• [EXERCISE PROMPT] In the records below, please retype word for word every line from the one containing "detect_objects — Locates the specified metal" through the final one, both included, and nothing else.

• [LISTED ENTRIES]

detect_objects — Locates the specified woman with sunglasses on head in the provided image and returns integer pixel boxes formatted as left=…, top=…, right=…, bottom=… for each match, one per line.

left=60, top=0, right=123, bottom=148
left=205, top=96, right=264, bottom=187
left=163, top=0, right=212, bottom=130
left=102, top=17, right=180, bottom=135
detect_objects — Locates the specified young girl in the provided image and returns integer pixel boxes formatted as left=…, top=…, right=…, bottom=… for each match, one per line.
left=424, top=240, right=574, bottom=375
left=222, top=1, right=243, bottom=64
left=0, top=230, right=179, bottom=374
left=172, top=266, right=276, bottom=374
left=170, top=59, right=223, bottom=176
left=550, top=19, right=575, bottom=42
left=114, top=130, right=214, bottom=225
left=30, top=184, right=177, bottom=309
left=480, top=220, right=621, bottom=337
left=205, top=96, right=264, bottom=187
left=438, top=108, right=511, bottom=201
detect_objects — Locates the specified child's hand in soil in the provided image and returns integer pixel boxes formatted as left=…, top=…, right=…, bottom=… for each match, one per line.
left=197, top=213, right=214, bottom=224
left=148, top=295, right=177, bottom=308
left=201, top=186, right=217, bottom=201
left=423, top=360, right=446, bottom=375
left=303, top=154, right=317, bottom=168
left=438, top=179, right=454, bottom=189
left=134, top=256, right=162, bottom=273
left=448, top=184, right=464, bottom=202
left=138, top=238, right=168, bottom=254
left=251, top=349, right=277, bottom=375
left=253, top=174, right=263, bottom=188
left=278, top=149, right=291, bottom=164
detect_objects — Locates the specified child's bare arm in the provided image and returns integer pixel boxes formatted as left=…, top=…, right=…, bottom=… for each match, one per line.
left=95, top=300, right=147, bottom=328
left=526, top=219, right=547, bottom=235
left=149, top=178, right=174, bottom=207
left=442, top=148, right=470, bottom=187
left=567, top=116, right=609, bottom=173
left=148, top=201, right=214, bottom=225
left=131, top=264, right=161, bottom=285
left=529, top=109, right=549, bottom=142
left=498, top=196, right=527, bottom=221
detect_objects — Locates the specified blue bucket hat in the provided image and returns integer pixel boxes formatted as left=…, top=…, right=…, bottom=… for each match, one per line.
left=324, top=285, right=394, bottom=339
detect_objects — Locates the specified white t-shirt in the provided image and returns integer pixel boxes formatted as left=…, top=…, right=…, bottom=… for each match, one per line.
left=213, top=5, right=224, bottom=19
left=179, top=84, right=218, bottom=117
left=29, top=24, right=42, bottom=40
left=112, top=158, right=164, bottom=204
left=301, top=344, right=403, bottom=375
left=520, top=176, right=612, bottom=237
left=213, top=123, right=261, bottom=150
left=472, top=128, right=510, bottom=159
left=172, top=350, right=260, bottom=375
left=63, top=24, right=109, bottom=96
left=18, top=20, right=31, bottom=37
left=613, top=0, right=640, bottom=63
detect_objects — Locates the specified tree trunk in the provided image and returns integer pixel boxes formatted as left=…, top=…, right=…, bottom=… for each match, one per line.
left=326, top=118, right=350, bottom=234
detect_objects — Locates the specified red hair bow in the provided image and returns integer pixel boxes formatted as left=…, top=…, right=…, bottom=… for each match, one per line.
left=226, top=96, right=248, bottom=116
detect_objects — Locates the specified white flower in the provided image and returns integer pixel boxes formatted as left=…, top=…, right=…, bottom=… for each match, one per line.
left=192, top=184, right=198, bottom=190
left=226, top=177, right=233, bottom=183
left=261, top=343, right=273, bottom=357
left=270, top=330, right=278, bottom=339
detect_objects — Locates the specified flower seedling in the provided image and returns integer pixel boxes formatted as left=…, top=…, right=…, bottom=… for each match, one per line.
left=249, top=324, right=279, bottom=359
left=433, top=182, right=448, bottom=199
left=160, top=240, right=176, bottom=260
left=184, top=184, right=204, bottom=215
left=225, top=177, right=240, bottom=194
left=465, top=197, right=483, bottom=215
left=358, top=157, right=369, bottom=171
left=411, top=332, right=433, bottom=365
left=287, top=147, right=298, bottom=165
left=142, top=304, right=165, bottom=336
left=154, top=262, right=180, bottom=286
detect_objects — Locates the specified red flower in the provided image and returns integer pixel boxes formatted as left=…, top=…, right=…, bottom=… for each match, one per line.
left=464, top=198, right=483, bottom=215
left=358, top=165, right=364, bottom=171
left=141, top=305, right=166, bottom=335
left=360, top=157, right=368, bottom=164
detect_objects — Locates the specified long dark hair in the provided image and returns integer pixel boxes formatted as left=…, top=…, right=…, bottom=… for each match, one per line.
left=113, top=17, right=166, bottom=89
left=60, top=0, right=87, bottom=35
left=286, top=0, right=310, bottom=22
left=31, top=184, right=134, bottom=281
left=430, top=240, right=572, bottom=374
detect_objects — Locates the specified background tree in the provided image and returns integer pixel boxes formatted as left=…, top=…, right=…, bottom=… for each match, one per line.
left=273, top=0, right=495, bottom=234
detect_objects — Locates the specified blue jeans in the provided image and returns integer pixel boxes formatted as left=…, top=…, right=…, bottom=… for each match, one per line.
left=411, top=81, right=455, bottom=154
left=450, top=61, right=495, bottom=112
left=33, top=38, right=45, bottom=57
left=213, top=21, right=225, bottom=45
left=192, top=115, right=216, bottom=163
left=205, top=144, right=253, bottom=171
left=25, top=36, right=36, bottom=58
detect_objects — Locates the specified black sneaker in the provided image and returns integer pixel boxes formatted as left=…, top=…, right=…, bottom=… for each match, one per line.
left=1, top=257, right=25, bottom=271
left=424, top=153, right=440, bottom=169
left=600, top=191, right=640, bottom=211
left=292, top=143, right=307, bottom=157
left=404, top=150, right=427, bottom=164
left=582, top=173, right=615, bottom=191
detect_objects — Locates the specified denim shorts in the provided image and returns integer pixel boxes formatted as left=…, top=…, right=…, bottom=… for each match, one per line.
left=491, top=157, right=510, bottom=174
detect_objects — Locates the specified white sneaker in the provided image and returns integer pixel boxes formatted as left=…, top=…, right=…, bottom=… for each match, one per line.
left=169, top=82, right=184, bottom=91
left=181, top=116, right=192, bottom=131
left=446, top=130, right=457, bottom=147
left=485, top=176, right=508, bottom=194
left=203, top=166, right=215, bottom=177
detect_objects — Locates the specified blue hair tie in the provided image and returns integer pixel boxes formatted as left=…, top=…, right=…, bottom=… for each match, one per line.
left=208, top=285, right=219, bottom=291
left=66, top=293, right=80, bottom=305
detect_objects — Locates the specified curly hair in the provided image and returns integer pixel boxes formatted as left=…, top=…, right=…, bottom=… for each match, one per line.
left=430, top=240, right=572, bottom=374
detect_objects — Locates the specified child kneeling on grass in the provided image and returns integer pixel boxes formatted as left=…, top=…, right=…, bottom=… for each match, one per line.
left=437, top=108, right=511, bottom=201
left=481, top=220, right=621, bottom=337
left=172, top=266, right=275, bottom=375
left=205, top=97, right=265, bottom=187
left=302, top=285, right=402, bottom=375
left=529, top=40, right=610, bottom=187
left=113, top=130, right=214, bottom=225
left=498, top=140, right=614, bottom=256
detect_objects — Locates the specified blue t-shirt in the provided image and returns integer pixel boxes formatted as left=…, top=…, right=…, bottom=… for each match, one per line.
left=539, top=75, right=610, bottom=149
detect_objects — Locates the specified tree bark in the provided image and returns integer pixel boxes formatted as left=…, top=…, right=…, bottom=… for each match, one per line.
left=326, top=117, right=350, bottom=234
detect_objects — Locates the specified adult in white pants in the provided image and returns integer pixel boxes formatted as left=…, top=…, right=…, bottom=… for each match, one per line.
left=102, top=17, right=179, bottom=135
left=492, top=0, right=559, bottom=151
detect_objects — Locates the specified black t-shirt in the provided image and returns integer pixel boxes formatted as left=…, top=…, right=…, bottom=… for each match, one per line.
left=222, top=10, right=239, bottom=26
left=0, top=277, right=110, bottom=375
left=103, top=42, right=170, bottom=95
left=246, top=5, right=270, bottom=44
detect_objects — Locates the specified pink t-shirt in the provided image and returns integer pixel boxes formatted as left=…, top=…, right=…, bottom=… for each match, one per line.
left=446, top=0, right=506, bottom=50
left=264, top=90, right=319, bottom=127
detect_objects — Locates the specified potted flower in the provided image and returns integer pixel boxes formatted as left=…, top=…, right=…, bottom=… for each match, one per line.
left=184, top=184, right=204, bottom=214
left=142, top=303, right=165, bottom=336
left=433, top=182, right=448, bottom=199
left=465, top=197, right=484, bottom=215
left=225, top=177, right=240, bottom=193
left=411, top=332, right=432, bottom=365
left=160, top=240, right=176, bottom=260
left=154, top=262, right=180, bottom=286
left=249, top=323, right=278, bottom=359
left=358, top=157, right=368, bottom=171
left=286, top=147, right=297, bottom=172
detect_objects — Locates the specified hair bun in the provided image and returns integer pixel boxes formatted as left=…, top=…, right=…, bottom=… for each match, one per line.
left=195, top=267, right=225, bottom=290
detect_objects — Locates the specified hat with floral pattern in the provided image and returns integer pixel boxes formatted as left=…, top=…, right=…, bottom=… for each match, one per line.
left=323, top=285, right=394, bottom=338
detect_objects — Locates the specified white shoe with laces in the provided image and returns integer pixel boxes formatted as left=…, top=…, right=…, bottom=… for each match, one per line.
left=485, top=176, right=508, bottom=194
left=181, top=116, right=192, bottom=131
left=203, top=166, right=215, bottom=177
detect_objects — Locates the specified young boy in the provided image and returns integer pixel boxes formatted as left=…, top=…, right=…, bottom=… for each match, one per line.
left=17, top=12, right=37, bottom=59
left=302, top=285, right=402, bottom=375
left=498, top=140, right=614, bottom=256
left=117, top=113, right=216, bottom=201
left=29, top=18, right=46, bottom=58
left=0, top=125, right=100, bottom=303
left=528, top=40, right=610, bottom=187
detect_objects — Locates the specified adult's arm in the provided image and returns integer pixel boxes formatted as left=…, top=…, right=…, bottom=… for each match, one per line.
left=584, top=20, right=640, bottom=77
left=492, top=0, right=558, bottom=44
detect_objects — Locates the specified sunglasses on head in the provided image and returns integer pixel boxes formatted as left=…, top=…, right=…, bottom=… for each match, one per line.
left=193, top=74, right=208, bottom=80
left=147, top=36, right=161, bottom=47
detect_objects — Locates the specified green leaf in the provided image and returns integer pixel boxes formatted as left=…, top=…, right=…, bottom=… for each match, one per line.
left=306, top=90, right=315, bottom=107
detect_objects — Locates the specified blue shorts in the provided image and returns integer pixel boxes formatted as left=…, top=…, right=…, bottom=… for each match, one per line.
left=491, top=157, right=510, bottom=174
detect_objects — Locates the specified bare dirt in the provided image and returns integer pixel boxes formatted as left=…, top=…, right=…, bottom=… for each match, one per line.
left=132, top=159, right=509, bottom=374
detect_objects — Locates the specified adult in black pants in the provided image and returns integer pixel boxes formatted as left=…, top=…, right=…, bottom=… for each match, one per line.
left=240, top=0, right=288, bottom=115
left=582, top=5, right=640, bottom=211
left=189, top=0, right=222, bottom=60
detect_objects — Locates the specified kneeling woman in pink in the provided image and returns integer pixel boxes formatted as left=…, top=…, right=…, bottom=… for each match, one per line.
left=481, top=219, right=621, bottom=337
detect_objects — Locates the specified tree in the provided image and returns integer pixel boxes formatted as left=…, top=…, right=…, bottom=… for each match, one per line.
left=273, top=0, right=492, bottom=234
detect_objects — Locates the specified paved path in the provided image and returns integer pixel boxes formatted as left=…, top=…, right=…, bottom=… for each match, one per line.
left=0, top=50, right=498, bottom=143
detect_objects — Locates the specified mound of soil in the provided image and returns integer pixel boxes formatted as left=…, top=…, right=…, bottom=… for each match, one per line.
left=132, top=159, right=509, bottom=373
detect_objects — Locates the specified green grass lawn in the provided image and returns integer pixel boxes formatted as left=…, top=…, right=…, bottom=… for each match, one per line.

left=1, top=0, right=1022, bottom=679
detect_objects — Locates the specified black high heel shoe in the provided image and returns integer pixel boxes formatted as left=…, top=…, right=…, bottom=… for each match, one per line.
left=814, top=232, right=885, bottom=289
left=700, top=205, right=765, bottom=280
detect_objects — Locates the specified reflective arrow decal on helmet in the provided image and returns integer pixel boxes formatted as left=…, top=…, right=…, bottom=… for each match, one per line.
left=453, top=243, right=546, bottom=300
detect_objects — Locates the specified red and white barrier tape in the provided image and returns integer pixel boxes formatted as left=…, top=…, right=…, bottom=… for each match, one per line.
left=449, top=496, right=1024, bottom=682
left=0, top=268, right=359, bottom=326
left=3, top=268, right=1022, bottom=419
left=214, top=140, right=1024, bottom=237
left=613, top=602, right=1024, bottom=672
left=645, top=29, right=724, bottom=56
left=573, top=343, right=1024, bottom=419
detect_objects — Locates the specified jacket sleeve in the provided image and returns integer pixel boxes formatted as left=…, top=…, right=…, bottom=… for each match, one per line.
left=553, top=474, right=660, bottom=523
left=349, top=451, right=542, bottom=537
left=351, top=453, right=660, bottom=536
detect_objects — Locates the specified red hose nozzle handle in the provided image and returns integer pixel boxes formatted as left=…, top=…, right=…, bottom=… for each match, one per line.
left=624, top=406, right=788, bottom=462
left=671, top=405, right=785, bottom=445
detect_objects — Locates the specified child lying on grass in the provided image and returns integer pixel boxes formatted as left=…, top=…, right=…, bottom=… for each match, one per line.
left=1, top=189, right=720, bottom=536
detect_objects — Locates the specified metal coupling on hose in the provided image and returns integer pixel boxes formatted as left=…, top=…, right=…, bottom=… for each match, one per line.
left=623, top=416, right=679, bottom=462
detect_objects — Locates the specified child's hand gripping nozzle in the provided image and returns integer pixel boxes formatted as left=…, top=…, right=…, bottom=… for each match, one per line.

• [EXERCISE OUTPUT]
detect_objects — Locates the specified metal coupling on hose in the provided image and returns integer pixel boxes formatted as left=…, top=…, right=…, bottom=… for each match, one per line.
left=623, top=416, right=679, bottom=462
detect_objects — Locates the specified child's hand gripping nozzle in the provided image and returns integer pixel boxes formatted as left=…, top=…, right=…, bottom=… for each match, one per line.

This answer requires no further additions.